(EXCERPT)
SP: Absolutely, and that's another huge difference between going in, as evidenced by the story I just told you about Nice Guys :

a) It was my first feature, when we shot it in '98, and

b) I didn't even know what DVD was in '98.

Things that we actually did [for Keep Your Distance ] were not out of the ordinary on a studio level, but... I hired an experienced director of special features for DVDs named Greg Tillman. He not only shot all of my behind-the-scenes on digital video... but he also sat all the actors down and interviewed them.

When we wrapped principle photography, we had 12 hours of cast interviews, and well over a 100 hours of behind-the-scenes footage. We also made sure we had a still photographer on hand for every day of the shoot; I think on Nice Guys, we only had one on hand for a week out of four weeks, and that was an economic decision. We went out of our way to get that behind-the-scenes team – the still person, the video person – on board from day one, so we could make a damn good-looking behind-the-scenes featurette.

And I suppose one other thing we did was shoot a 'one year later' sequence for the film - which did not make the final cut of the theatrical release of the movie - but we always knew going in, even though we had some questions of whether or not it would end up in the movie, [that we'd] keep this on the schedule because this could be a fun special feature: an alternate ending.

(DO THIS) Rewrite the stretch of the interview from "When we wrapped" through "good-looking behind-the-scenes featurette.", putting "set photographer" in place of "still photographer".

(GIVEN MATERIAL)
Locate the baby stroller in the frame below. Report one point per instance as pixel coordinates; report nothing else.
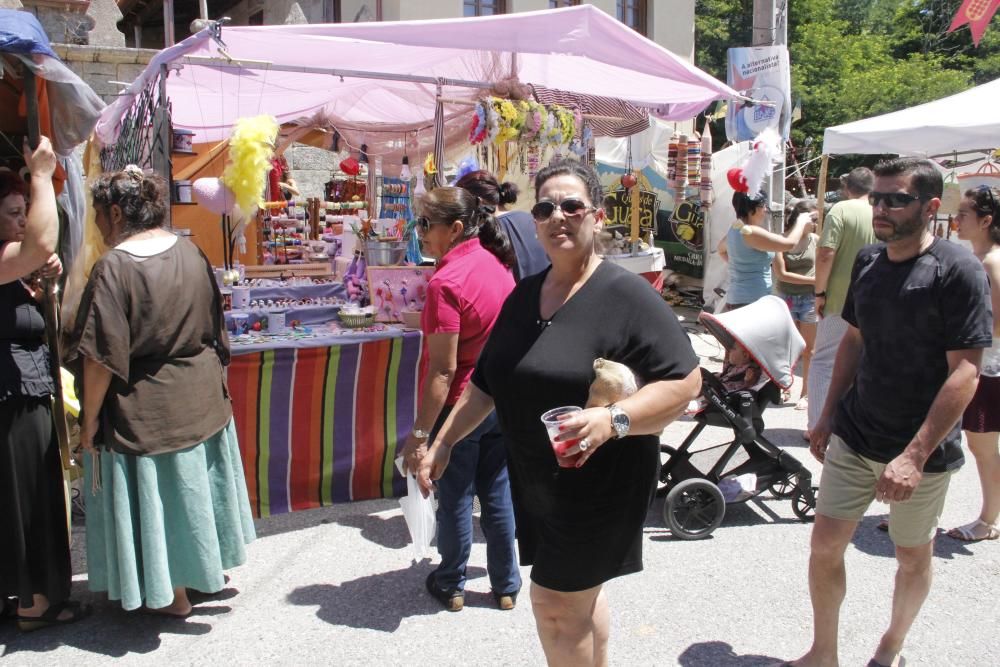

(RIGHT ANSWER)
When we wrapped principle photography, we had 12 hours of cast interviews, and well over a 100 hours of behind-the-scenes footage. We also made sure we had a set photographer on hand for every day of the shoot; I think on Nice Guys, we only had one on hand for a week out of four weeks, and that was an economic decision. We went out of our way to get that behind-the-scenes team – the still person, the video person – on board from day one, so we could make a damn good-looking behind-the-scenes featurette.